> Selected passage:
-=-=-
This tutorial, walks you through the process of setting up a custom PDE in Modulus. It demonstrates the process on a time-dependent, simple 1D wave equation problem. It also shows how to solve transient physics in Modulus. In this tutorial you will learn the following:

How to write your own Partial Differential Equation and boundary conditions in Modulus.

How to solve a time-dependent problem in Modulus.

How to impose initial conditions and boundary conditions for a transient problem.

How to generate validation data from analytical solutions.

This tutorial assumes that you have completed the Introductory Example tutorial and have familiarized yourself with the basics of Modulus APIs.

In this tutorial, you will solve a simple 1D wave equation . The wave is described by the below equation.

(137)\[\begin{split}\begin{aligned}
\begin{split}\label{transient:eq1}
u_{tt} & = c^2 u_{xx}\\
u(0,t) & = 0, \\
u(\pi, t) & = 0,\\
u(x,0) & = \sin(x), \\
u_t(x, 0) & = \sin(x). \\
\end{split}\end{aligned}\end{split}\]

Where, the wave speed \(c=1\) and the analytical solution to the above problem is given by \(\sin(x)(\sin(t) + \cos(t))\).
-=-=-
> Data rows:
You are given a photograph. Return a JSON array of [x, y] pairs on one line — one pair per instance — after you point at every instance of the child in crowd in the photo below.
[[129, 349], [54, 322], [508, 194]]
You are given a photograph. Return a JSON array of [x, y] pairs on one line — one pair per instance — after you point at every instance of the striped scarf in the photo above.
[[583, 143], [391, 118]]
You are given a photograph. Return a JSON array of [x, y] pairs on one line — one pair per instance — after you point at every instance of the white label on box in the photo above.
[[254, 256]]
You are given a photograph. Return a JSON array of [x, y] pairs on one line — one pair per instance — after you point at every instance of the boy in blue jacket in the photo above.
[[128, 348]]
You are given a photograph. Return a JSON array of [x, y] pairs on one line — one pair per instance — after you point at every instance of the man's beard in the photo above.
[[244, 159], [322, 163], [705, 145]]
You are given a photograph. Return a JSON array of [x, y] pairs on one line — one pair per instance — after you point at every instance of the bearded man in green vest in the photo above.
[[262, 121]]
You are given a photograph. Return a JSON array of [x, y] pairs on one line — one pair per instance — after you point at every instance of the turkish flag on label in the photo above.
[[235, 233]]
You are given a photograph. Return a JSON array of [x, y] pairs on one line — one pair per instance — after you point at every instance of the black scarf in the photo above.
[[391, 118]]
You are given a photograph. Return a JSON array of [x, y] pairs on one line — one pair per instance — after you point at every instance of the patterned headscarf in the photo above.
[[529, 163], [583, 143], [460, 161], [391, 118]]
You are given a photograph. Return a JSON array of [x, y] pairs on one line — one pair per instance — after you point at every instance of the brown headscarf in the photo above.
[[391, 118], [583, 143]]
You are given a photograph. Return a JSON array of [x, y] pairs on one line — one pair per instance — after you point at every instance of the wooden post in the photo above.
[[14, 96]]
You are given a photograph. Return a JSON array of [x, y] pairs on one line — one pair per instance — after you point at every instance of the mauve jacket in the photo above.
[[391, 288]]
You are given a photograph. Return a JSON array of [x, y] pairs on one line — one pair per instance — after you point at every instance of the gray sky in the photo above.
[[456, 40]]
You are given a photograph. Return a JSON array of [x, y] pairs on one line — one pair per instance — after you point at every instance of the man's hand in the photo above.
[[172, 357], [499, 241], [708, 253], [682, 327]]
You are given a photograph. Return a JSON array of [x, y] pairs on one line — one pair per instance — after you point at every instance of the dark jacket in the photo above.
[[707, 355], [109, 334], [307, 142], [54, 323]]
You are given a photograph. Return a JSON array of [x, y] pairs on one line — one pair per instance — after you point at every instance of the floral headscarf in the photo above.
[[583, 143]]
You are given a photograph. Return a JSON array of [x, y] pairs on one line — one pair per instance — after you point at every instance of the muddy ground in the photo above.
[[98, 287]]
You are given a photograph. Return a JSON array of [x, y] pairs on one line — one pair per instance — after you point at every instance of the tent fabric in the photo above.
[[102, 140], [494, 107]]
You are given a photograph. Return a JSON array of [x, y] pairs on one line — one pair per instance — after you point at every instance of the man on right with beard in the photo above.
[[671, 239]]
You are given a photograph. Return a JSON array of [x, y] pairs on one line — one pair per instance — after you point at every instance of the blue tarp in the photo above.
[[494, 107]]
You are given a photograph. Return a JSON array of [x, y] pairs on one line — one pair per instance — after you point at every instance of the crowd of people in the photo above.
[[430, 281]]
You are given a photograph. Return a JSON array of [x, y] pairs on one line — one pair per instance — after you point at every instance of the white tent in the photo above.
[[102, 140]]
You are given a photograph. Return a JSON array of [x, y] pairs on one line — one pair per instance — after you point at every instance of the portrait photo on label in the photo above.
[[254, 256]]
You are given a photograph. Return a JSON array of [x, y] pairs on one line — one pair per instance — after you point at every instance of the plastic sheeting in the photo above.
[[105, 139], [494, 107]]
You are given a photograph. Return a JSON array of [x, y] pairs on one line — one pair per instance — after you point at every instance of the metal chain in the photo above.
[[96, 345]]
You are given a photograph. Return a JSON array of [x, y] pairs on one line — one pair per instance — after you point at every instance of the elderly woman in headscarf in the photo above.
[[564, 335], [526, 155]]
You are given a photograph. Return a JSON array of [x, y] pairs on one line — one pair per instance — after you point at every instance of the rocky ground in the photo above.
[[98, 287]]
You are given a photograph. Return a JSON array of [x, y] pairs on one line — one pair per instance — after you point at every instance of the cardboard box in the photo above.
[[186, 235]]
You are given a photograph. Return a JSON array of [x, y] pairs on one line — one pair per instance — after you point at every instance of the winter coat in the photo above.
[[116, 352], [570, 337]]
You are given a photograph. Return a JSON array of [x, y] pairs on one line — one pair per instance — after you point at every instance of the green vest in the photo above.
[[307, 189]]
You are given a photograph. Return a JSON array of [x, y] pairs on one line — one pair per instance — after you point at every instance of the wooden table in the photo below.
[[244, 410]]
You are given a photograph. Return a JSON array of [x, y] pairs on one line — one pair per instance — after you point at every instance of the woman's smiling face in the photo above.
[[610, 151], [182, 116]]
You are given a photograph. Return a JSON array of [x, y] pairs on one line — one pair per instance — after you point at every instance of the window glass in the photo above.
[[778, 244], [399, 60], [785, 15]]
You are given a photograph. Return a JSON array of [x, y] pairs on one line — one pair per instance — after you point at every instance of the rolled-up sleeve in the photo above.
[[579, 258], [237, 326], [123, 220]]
-=-=-
> Set exercise:
Answer these questions about the wave equation tutorial above:
1. Which tutorial should the reader have completed beforehand?
2. What value does the tutorial give for the wave speed c?
3. What analytical solution does it give for the problem?

> The solution:
1. The Introductory Example tutorial.
2. c = 1.
3. sin(x)(sin(t) + cos(t)).